Direction. Turn every line of the material below into a Markdown table with two columns, "Row" for the row number and "Line" for the line. Leave out blank lines.

Data for this exercise.
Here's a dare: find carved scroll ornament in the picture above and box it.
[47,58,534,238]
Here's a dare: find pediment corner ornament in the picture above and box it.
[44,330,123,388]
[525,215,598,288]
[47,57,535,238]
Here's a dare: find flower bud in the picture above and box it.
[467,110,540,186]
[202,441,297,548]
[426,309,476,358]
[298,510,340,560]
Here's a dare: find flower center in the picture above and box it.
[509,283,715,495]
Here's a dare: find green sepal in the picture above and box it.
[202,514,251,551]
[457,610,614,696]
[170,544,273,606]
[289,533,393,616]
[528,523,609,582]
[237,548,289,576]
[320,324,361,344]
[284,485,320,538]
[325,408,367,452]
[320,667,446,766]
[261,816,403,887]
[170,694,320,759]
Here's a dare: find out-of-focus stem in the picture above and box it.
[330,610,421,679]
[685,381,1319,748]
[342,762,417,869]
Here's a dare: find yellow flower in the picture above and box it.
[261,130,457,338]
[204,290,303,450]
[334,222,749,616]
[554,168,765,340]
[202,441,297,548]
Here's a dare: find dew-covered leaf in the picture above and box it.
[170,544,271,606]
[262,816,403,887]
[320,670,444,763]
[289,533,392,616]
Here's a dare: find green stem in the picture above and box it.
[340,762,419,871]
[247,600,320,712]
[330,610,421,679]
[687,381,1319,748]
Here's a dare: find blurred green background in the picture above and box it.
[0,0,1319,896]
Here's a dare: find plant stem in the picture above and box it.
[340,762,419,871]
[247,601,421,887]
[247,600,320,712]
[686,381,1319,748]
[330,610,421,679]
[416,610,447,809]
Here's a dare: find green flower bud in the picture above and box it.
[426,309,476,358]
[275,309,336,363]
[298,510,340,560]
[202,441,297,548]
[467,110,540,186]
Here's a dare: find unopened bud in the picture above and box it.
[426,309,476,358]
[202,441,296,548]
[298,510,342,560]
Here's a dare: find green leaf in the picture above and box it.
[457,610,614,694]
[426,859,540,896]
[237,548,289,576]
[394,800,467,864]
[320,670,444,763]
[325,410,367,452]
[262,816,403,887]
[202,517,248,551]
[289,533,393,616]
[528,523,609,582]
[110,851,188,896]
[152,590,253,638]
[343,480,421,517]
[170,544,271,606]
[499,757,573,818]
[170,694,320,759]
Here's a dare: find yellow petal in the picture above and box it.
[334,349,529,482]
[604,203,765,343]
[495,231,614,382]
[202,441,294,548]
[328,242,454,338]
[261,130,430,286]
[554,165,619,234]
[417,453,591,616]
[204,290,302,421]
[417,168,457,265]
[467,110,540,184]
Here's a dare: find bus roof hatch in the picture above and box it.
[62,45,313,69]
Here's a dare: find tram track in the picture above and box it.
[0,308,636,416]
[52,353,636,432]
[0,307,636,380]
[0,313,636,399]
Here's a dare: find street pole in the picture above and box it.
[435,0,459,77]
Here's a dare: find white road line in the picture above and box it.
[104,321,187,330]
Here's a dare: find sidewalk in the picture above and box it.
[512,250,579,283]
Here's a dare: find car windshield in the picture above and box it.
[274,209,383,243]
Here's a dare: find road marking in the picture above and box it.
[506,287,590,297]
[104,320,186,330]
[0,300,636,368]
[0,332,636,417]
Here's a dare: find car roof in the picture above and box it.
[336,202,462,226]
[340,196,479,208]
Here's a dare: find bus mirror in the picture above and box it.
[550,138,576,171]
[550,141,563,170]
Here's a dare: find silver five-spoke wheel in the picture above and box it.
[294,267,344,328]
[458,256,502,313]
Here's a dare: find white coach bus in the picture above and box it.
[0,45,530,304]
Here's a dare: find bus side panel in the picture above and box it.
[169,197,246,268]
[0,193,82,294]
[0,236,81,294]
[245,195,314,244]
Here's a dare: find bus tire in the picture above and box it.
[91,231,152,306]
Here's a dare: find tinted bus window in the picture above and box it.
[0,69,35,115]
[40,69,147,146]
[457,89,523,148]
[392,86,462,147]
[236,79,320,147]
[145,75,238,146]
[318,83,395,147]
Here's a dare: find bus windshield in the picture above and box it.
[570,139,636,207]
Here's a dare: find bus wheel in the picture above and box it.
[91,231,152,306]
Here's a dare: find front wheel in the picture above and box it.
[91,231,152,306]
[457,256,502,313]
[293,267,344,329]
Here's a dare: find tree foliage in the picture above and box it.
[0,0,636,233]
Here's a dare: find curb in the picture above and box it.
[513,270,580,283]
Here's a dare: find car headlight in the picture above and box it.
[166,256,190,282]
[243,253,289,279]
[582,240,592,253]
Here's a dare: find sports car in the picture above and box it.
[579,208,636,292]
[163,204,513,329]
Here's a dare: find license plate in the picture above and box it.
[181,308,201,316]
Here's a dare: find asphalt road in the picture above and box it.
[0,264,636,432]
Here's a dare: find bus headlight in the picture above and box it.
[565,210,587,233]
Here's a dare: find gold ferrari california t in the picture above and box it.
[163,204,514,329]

Task response.
| Row | Line |
|---|---|
| 1 | Here's a dare: find carved scroll ornament in the picture above and box it. |
| 2 | [47,58,534,238] |
| 3 | Here's a dare: find pediment corner ornament in the picture above and box it. |
| 4 | [44,330,123,388] |
| 5 | [525,215,598,288] |
| 6 | [47,57,535,238] |
| 7 | Here's a dare: find flower bud in the picture above and box it. |
| 8 | [467,110,540,186] |
| 9 | [202,441,297,548] |
| 10 | [426,309,476,358] |
| 11 | [298,510,340,560] |
| 12 | Here's a dare: find flower center in the picture above and box it. |
| 13 | [509,283,715,495] |
| 14 | Here's a dare: find green sepal in the picture above and box it. |
| 15 | [202,514,251,551] |
| 16 | [457,610,614,696] |
| 17 | [170,544,273,606] |
| 18 | [289,533,393,616] |
| 19 | [528,523,609,582] |
| 20 | [237,548,289,576] |
| 21 | [320,324,361,344] |
| 22 | [284,485,320,538] |
| 23 | [325,408,367,452] |
| 24 | [320,667,446,766] |
| 25 | [261,816,403,887] |
| 26 | [170,694,320,759] |
| 27 | Here's a dare: find out-of-focus stem in the picture above and box it. |
| 28 | [330,610,421,679] |
| 29 | [685,381,1319,748] |
| 30 | [342,762,417,869] |
| 31 | Here's a dare: find yellow flower in the picture above and box it. |
| 32 | [261,130,457,338] |
| 33 | [204,290,303,450] |
| 34 | [334,222,749,616] |
| 35 | [554,168,765,340] |
| 36 | [202,441,297,548] |
| 37 | Here's a dare: find dew-covered leaf in the picture above and box it. |
| 38 | [170,544,271,606] |
| 39 | [262,816,403,887] |
| 40 | [320,670,444,763] |
| 41 | [289,533,392,616] |
| 42 | Here's a dare: find green stem in the picture above and box it. |
| 43 | [340,762,419,871] |
| 44 | [247,600,320,712] |
| 45 | [330,610,421,679] |
| 46 | [687,381,1319,748] |
| 47 | Here's a dare: find blurred green background in the picture above and box it. |
| 48 | [0,0,1319,896] |
| 49 | Here's a dare: find plant stem in the picture above and box it. |
| 50 | [340,762,419,871] |
| 51 | [247,601,421,887] |
| 52 | [247,600,320,712] |
| 53 | [686,381,1319,748] |
| 54 | [330,610,421,679] |
| 55 | [416,610,447,809] |
| 56 | Here's a dare: find green flower bud in the picture above and box it. |
| 57 | [426,309,476,358] |
| 58 | [275,309,336,363] |
| 59 | [298,510,340,560] |
| 60 | [202,441,297,548] |
| 61 | [467,110,540,186] |
| 62 | Here's a dare: find unopened bud in the picture above and box it. |
| 63 | [426,309,476,358] |
| 64 | [202,441,296,548] |
| 65 | [298,510,342,560] |
| 66 | Here's a dare: find green leaf in the picture above and box it. |
| 67 | [457,610,614,694] |
| 68 | [426,859,540,896] |
| 69 | [237,548,289,576] |
| 70 | [394,800,467,864] |
| 71 | [320,670,444,763] |
| 72 | [325,410,367,452] |
| 73 | [262,816,403,887] |
| 74 | [202,517,248,551] |
| 75 | [289,533,393,616] |
| 76 | [528,523,609,582] |
| 77 | [110,851,188,896] |
| 78 | [152,590,253,638] |
| 79 | [343,480,421,517] |
| 80 | [170,544,271,606] |
| 81 | [499,757,573,818] |
| 82 | [170,694,320,759] |
| 83 | Here's a dare: find yellow petal in the picture above and box it. |
| 84 | [334,349,529,482] |
| 85 | [604,203,765,343] |
| 86 | [495,231,614,382] |
| 87 | [202,441,294,548] |
| 88 | [328,242,454,338] |
| 89 | [261,130,430,286] |
| 90 | [554,165,619,234] |
| 91 | [417,453,591,616] |
| 92 | [204,290,302,421] |
| 93 | [417,168,457,265] |
| 94 | [467,110,540,184] |
| 95 | Here's a dare: find bus roof hatch in the picture above and box it. |
| 96 | [62,45,313,69] |
| 97 | Here's a dare: find tram track in the picture above and box it. |
| 98 | [0,308,636,416] |
| 99 | [52,353,636,432] |
| 100 | [0,307,636,380] |
| 101 | [0,313,636,399] |
| 102 | Here's a dare: find street pole in the picture above and box it. |
| 103 | [435,0,459,77] |
| 104 | Here's a dare: find white road line in the picture above and box it. |
| 105 | [104,321,187,330] |
| 106 | Here's a dare: find sidewalk in the picture above and box it. |
| 107 | [512,250,579,283] |
| 108 | Here's a dare: find car windshield in the picture above and box it. |
| 109 | [274,209,383,243] |
| 110 | Here's a dare: find road marking in the picture above and box it. |
| 111 | [506,287,590,297] |
| 112 | [104,320,186,330] |
| 113 | [0,300,636,368] |
| 114 | [0,332,636,417] |
| 115 | Here's a dare: find car roof in the picture above and box it. |
| 116 | [336,202,462,226] |
| 117 | [340,196,479,208] |
| 118 | Here's a dare: find bus mirror in the picture above and box it. |
| 119 | [550,138,576,171] |
| 120 | [550,141,563,170] |
| 121 | Here's a dare: find silver five-spoke wheel in the picture above and box it. |
| 122 | [294,267,344,328] |
| 123 | [458,256,502,313] |
| 124 | Here's a dare: find white coach bus in the picture above and box it. |
| 125 | [0,45,530,304] |
| 126 | Here's a dare: find bus side panel in the picture above and box it. |
| 127 | [169,197,246,268] |
| 128 | [0,193,82,294] |
| 129 | [0,236,81,294] |
| 130 | [245,195,314,244] |
| 131 | Here's a dare: find bus tire in the picture above and box it. |
| 132 | [91,231,152,306] |
| 133 | Here's a dare: find tinted bus window in the picture above and box it. |
| 134 | [0,69,35,115] |
| 135 | [40,69,147,146] |
| 136 | [457,89,523,148] |
| 137 | [392,86,462,147] |
| 138 | [236,79,320,147] |
| 139 | [145,75,238,146] |
| 140 | [318,83,395,147] |
| 141 | Here's a dare: find bus windshield in the picture above and box it. |
| 142 | [570,139,636,207] |
| 143 | Here's a dare: find bus wheel in the picture above and box it. |
| 144 | [91,231,152,306] |
| 145 | Here's a dare: find front wheel in the picture above and box it. |
| 146 | [91,231,152,306] |
| 147 | [457,256,502,313] |
| 148 | [293,267,344,329] |
| 149 | Here's a dare: find tree foliage in the picture above and box it. |
| 150 | [0,0,636,233] |
| 151 | Here's a dare: find curb in the picture above and box it. |
| 152 | [513,270,580,283] |
| 153 | Here's a dare: find car headlight in the picture above and box it. |
| 154 | [166,256,190,282] |
| 155 | [243,253,289,279] |
| 156 | [582,240,592,253] |
| 157 | Here's a dare: find sports car in the picture above and box it. |
| 158 | [579,208,636,292] |
| 159 | [163,204,513,329] |
| 160 | Here's a dare: find license plate in the picture above and box it. |
| 161 | [181,308,201,316] |
| 162 | Here's a dare: find asphalt road in the picture above and box it. |
| 163 | [0,264,636,432] |
| 164 | Here's a dare: find bus headlight in the picture above and box it. |
| 165 | [565,210,587,233] |
| 166 | Here's a dare: find gold ferrari california t in the picture above and box it. |
| 167 | [163,204,514,329] |